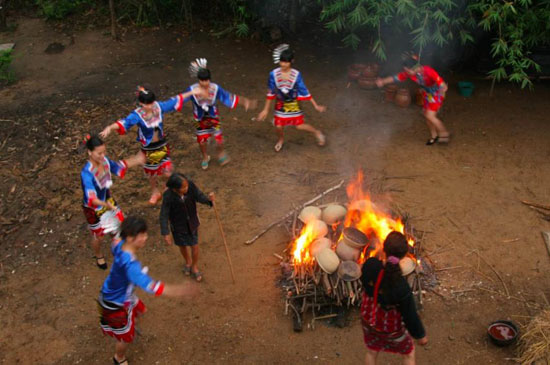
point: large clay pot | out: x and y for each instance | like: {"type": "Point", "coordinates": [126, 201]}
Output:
{"type": "Point", "coordinates": [355, 70]}
{"type": "Point", "coordinates": [390, 91]}
{"type": "Point", "coordinates": [367, 83]}
{"type": "Point", "coordinates": [419, 97]}
{"type": "Point", "coordinates": [347, 253]}
{"type": "Point", "coordinates": [403, 98]}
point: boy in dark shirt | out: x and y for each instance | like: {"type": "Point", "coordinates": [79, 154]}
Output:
{"type": "Point", "coordinates": [179, 213]}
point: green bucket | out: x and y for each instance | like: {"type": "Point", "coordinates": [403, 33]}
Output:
{"type": "Point", "coordinates": [465, 88]}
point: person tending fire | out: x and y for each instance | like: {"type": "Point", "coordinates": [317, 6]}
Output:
{"type": "Point", "coordinates": [287, 86]}
{"type": "Point", "coordinates": [433, 90]}
{"type": "Point", "coordinates": [388, 303]}
{"type": "Point", "coordinates": [179, 215]}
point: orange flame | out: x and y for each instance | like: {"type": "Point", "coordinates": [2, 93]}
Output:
{"type": "Point", "coordinates": [369, 219]}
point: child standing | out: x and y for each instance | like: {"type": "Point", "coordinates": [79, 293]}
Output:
{"type": "Point", "coordinates": [179, 213]}
{"type": "Point", "coordinates": [118, 305]}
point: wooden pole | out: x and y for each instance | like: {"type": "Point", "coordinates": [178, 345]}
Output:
{"type": "Point", "coordinates": [224, 241]}
{"type": "Point", "coordinates": [113, 19]}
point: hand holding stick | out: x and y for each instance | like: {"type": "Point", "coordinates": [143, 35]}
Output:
{"type": "Point", "coordinates": [223, 236]}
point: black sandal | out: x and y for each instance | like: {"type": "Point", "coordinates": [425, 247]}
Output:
{"type": "Point", "coordinates": [102, 266]}
{"type": "Point", "coordinates": [432, 141]}
{"type": "Point", "coordinates": [123, 362]}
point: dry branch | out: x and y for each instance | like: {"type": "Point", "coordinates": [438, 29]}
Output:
{"type": "Point", "coordinates": [289, 214]}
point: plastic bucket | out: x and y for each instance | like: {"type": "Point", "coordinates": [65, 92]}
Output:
{"type": "Point", "coordinates": [465, 88]}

========================

ASSIGNMENT> Return the full set of lines above word for word and with no pictures.

ANSWER>
point: large clay pot | out: x and y for each instance | like: {"type": "Point", "coordinates": [126, 201]}
Output:
{"type": "Point", "coordinates": [355, 70]}
{"type": "Point", "coordinates": [390, 91]}
{"type": "Point", "coordinates": [367, 83]}
{"type": "Point", "coordinates": [419, 97]}
{"type": "Point", "coordinates": [347, 253]}
{"type": "Point", "coordinates": [403, 98]}
point: boy in dark shirt | out: x and y for each instance | like: {"type": "Point", "coordinates": [79, 154]}
Output:
{"type": "Point", "coordinates": [179, 213]}
point: green bucket | out: x and y for each instance | like: {"type": "Point", "coordinates": [403, 33]}
Output:
{"type": "Point", "coordinates": [465, 88]}
point: person tending fire | out: x and y for each instance | like: {"type": "Point", "coordinates": [317, 6]}
Output:
{"type": "Point", "coordinates": [287, 86]}
{"type": "Point", "coordinates": [433, 90]}
{"type": "Point", "coordinates": [388, 303]}
{"type": "Point", "coordinates": [179, 215]}
point: orange flame | out: x and y for each instance | like: {"type": "Point", "coordinates": [2, 93]}
Output:
{"type": "Point", "coordinates": [369, 219]}
point: child standing | out: x and y for each instance | like: {"type": "Point", "coordinates": [79, 293]}
Output:
{"type": "Point", "coordinates": [179, 213]}
{"type": "Point", "coordinates": [118, 305]}
point: wooden pole | out: x and y for each instance | like: {"type": "Point", "coordinates": [178, 345]}
Output:
{"type": "Point", "coordinates": [224, 241]}
{"type": "Point", "coordinates": [113, 19]}
point: hand holding stick | out: x and y for each instance | like: {"type": "Point", "coordinates": [143, 35]}
Output:
{"type": "Point", "coordinates": [223, 236]}
point: black sandal | out: x and y for each instance | like: {"type": "Point", "coordinates": [425, 247]}
Output:
{"type": "Point", "coordinates": [102, 266]}
{"type": "Point", "coordinates": [432, 141]}
{"type": "Point", "coordinates": [123, 362]}
point: dry branch | out: x and y for each instance | like: {"type": "Point", "coordinates": [438, 29]}
Output:
{"type": "Point", "coordinates": [289, 214]}
point: plastic bucket | out: x and y for each instance | like: {"type": "Point", "coordinates": [65, 92]}
Output:
{"type": "Point", "coordinates": [465, 88]}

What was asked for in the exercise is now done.